---------- TEXTO DE ORIGEN

En la mayoría de los recintos carcelarios no hay talleres de carpintería, tejidos, hojalatería, soldadura, y otros oficios que les permita generar sus propios ingresos a los internos de cada penitenciaria, para poder cubrir los gastos de alimentación y otros que son comunes, lo que se ignora porque es parte del voto de silencio de los que cayeron en desgracia y deben cumplir una detención provisional o una mínima condena.
Las cárceles bolivianas son la muestra más elocuente de la falta de atención de las autoridades nacionales de Régimen Penitenciario y de la retardación de justicia que todavía impera y pone en situación de alto riesgo a quienes llegan hasta el recinto penitenciario, muchas veces con detención preventiva y sin sentencia, lo que hace que tenga que asumir similares condiciones y hasta convivir con los sentenciados por la Ley 1008, asesinato, violaciones y otros delitos cuya sanción consiste en condenas de hasta 30 años de presidio sin derecho a indulto.

--------------------
---------- REGISTROS DE DATOS

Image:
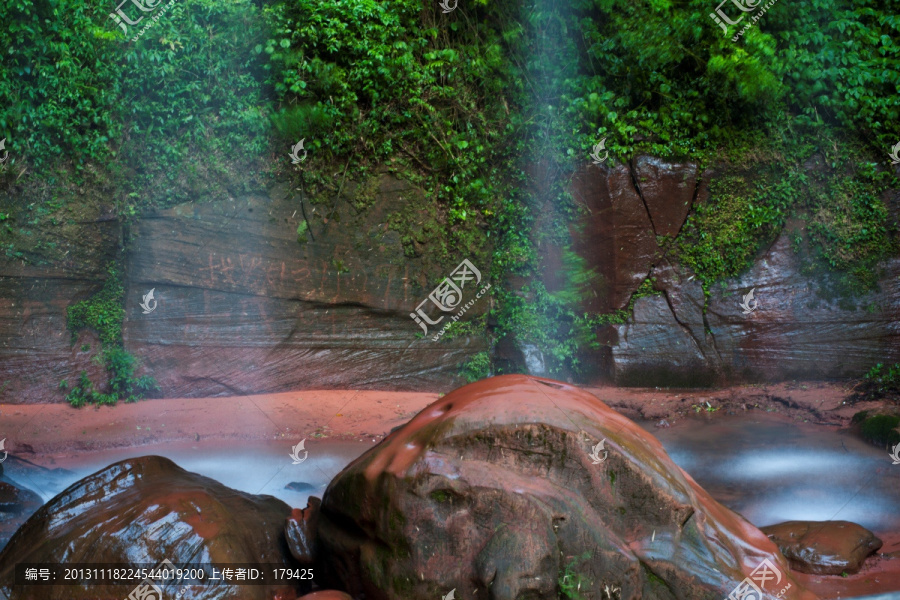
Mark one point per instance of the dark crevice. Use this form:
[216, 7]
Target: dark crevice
[640, 194]
[712, 337]
[234, 391]
[686, 329]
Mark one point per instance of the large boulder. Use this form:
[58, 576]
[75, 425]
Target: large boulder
[493, 491]
[141, 512]
[16, 505]
[823, 547]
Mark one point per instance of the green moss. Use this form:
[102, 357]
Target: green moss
[476, 368]
[574, 585]
[883, 379]
[102, 312]
[440, 496]
[881, 430]
[301, 232]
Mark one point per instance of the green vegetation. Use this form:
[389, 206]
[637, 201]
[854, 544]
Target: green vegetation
[570, 582]
[797, 116]
[881, 430]
[477, 367]
[884, 380]
[103, 313]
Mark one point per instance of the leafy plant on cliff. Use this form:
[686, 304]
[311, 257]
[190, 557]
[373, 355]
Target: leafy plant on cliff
[103, 312]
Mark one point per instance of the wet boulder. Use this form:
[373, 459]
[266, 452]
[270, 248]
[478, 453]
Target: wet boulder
[143, 511]
[16, 505]
[301, 528]
[520, 487]
[824, 547]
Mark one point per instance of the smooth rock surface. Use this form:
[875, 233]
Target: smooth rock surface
[142, 511]
[823, 547]
[301, 529]
[16, 505]
[492, 491]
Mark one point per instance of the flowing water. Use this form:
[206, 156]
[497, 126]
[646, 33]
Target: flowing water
[772, 470]
[765, 467]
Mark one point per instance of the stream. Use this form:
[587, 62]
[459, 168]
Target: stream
[764, 466]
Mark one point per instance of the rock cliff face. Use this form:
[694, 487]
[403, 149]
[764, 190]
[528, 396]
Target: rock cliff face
[635, 212]
[35, 349]
[244, 307]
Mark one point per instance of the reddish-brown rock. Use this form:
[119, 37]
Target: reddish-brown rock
[493, 488]
[301, 528]
[16, 505]
[616, 238]
[141, 511]
[668, 190]
[326, 595]
[823, 547]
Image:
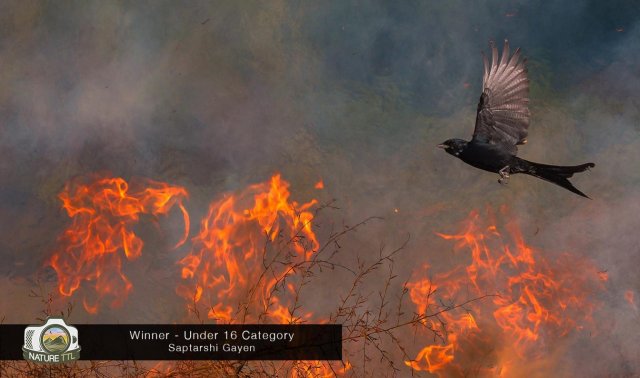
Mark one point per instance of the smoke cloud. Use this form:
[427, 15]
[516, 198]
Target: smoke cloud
[216, 96]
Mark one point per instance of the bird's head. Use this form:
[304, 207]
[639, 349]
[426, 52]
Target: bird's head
[453, 146]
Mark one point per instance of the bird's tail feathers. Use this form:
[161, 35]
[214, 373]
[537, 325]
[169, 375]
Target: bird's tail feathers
[558, 174]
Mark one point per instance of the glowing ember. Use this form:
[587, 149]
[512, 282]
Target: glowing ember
[248, 246]
[630, 298]
[103, 213]
[503, 306]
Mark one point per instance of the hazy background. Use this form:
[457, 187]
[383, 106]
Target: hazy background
[214, 96]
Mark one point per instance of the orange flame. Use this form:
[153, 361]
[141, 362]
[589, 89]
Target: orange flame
[233, 256]
[534, 300]
[103, 212]
[630, 298]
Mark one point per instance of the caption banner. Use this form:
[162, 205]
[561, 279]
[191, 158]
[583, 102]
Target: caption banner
[182, 342]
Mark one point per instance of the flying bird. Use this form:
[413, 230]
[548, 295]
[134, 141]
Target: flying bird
[501, 125]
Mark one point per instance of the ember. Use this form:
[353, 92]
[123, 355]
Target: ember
[103, 212]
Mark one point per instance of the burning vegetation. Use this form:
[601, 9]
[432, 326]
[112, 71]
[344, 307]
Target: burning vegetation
[496, 307]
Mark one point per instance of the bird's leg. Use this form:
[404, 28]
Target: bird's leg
[504, 175]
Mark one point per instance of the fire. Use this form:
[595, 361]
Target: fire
[103, 213]
[508, 299]
[630, 298]
[248, 246]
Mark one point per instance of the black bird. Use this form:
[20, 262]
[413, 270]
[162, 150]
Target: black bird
[501, 125]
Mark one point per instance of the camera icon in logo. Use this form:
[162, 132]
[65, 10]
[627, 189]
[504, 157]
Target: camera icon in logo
[52, 342]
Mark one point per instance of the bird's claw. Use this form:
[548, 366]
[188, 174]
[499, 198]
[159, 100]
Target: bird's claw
[504, 175]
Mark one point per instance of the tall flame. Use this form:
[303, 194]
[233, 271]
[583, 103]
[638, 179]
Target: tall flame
[522, 301]
[247, 245]
[103, 213]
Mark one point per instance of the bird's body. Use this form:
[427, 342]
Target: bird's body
[501, 124]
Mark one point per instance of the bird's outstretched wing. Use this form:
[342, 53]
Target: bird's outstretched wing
[503, 112]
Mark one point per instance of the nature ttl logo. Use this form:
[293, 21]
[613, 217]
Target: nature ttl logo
[52, 342]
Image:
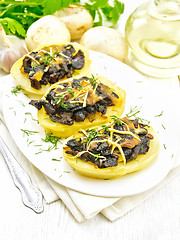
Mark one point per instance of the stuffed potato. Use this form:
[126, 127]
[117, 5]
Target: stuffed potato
[38, 70]
[115, 149]
[78, 103]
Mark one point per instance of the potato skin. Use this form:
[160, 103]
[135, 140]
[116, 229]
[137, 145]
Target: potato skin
[62, 130]
[24, 81]
[91, 170]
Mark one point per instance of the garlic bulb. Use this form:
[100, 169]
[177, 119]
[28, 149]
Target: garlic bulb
[11, 49]
[46, 31]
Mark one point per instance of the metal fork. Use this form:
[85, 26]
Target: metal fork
[31, 196]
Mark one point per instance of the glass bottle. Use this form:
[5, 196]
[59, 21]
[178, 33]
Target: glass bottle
[153, 35]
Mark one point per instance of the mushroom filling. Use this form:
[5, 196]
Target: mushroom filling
[76, 100]
[50, 64]
[104, 145]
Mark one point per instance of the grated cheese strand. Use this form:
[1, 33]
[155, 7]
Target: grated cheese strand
[124, 132]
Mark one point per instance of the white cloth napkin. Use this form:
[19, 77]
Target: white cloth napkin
[84, 206]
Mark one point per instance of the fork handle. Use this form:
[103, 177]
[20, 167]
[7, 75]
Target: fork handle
[31, 196]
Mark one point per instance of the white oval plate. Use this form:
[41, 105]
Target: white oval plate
[20, 116]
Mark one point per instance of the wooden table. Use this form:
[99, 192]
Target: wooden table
[157, 218]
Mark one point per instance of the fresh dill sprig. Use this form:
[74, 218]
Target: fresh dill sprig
[60, 102]
[16, 90]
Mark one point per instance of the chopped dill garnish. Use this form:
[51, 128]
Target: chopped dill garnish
[159, 115]
[133, 112]
[116, 120]
[97, 156]
[47, 58]
[52, 139]
[30, 114]
[27, 132]
[54, 159]
[80, 87]
[16, 90]
[105, 128]
[21, 103]
[70, 91]
[60, 102]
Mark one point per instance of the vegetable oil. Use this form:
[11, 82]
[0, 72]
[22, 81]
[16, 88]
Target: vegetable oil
[153, 35]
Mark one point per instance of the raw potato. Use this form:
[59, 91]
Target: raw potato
[106, 40]
[24, 81]
[77, 19]
[63, 130]
[46, 31]
[90, 170]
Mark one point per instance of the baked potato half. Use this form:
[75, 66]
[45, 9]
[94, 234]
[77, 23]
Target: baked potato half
[112, 150]
[77, 103]
[38, 70]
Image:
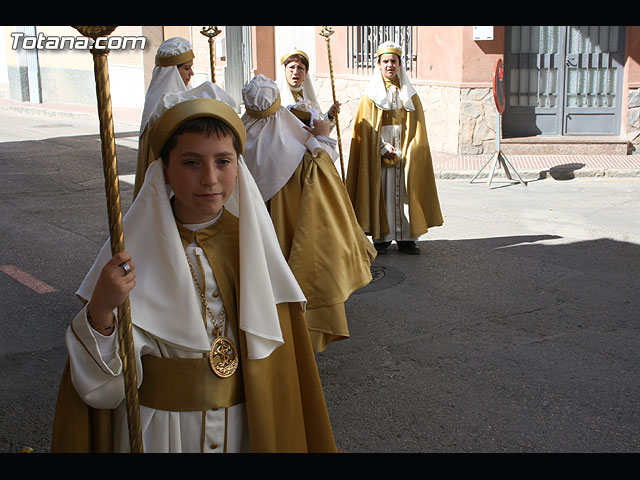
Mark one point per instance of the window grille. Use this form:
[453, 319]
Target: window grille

--------------------

TAREAS POR REALIZAR:
• 1. Edita el texto sobre las cárceles bolivianas: copia de nuevo la parte que empieza con las palabras "Las cárceles bolivianas" y termina con "derecho a indulto.", poniendo "prisión preventiva" en lugar de "detención preventiva".
• 2. Indica si cada afirmación concuerda con el texto sobre las cárceles bolivianas y responde sí o no, citando las palabras del texto que lo deciden.
(a) En la mayoría de los recintos carcelarios hay talleres de carpintería.
(b) Quienes llegan con detención preventiva pueden tener que convivir con sentenciados por asesinato.
(c) Las condenas mencionadas llegan hasta 30 años de presidio con derecho a indulto.

RESULTADOS DE LAS TAREAS:
• 1.
Las cárceles bolivianas son la muestra más elocuente de la falta de atención de las autoridades nacionales de Régimen Penitenciario y de la retardación de justicia que todavía impera y pone en situación de alto riesgo a quienes llegan hasta el recinto penitenciario, muchas veces con prisión preventiva y sin sentencia, lo que hace que tenga que asumir similares condiciones y hasta convivir con los sentenciados por la Ley 1008, asesinato, violaciones y otros delitos cuya sanción consiste en condenas de hasta 30 años de presidio sin derecho a indulto.

• 2.
(a) No: "En la mayoría de los recintos carcelarios no hay talleres de carpintería".
(b) Sí: "hasta convivir con los sentenciados por la Ley 1008, asesinato, violaciones y otros delitos".
(c) No: "condenas de hasta 30 años de presidio sin derecho a indulto".